> PAGE EXCERPT
The Analyze blocking keys section shows you the efficiency and effectiveness of your blocking keys and suggests potential performance improvements.
To begin analyzing your blocking key configuration, click the Analyze button. This process can take several minutes for large datasets.
Once the analysis is complete, you will see a table containing a summary of the performance of each of your blocking keys.
To determine which blocking keys are the best candidates for optimization, we suggest looking at the cost to matches not found by other keys ratio and starting with the largest values. If your blocking key is generating a large number of score pairs but few score pairs not found by other blocking keys, it may be worth making that blocking key more specific. Note that there isn't a linear relationship between the number of score pairs and overall processing time so reducing the number of score pairs by 50% is unlikely to result in a 50% drop in processing time.
The possible improvement section lists changes to your existing blocking keys to make them more efficient. Each blocking key suggestion has a Description column, which describes the change made to the original blocking key, a Definition column, which contains the modified version of the blocking key, and a further four columns, which show the effectiveness and efficiency of the suggested blocking key.
To apply a suggested blocking key change, replace the existing elementSpecifications value for the specified blocking key with the suggestion given in the Definition column. For example, if your blocking keys contain the following:
{
"description": "FullPostcode",
"elementSpecifications": [
{
"elementType": "POSTCODE",
"elementModifiers": [
"STANDARDSPELLING"

> PROVIDED DATA
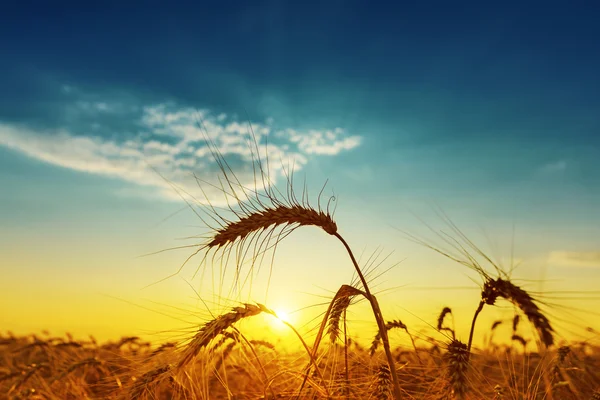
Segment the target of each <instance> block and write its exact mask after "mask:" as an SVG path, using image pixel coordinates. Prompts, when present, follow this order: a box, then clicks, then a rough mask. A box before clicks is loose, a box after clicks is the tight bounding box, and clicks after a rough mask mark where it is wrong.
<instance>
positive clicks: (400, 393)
mask: <svg viewBox="0 0 600 400" xmlns="http://www.w3.org/2000/svg"><path fill="white" fill-rule="evenodd" d="M333 236H335V237H337V238H338V239H339V240H340V241H341V242H342V244H343V245H344V247H345V248H346V251H348V255H349V256H350V259H351V260H352V264H354V268H355V269H356V273H357V275H358V277H359V279H360V281H361V283H362V285H363V287H364V289H365V294H366V298H367V300H368V301H369V303H370V304H371V308H372V309H373V314H374V316H375V321H376V322H377V327H378V328H379V333H380V334H381V341H382V342H383V349H384V350H385V355H386V357H387V360H388V364H389V366H390V372H391V374H392V382H393V384H394V397H395V398H396V400H399V399H400V398H401V397H402V396H401V393H400V384H399V382H398V374H397V373H396V367H395V364H394V356H393V355H392V350H391V349H390V341H389V339H388V335H387V329H386V328H385V320H384V319H383V314H382V313H381V308H380V307H379V303H378V302H377V299H376V298H375V296H373V295H372V294H371V291H370V290H369V285H368V284H367V281H366V279H365V277H364V275H363V274H362V272H361V270H360V267H359V266H358V262H357V261H356V258H355V257H354V253H352V249H350V246H349V245H348V243H347V242H346V241H345V240H344V238H343V237H342V236H341V235H340V234H339V233H337V232H334V233H333Z"/></svg>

> PROBLEM TO SOLVE
Please write what comes next in the page on analyzing blocking keys, continuing from the point where it stops.

> ANSWER AREA
],
"includeFromNChars": 5,
"truncateToNChars": 7
}
]
}
And you want to apply the following suggestion to add surname to your FullPostcode key:
[
{
"elementType": "POSTCODE",
"elementModifiers": [
"STANDARDSPELLING"
],
"includeFromNChars": 5,
"truncateToNChars": 7
},
{
"elementType": "SURNAME",
"algorithm": {
"name": "DOUBLE_METAPHONE"
},
"includeFromNChars": 1,
"truncateToNChars": 10
}
]
Then you would replace the value of elementSpecifications in your FullPostcode key with the Definition given and update the description to reflect the change:
{
"description": "FullPostcode+Surname",
"elementSpecifications": [
{
"elementType": "POSTCODE",
"elementModifiers": [
"STANDARDSPELLING"
],
"includeFromNChars": 5,
"truncateToNChars": 7
},
{
"elementType": "SURNAME",
"algorithm": {
"name": "DOUBLE_METAPHONE"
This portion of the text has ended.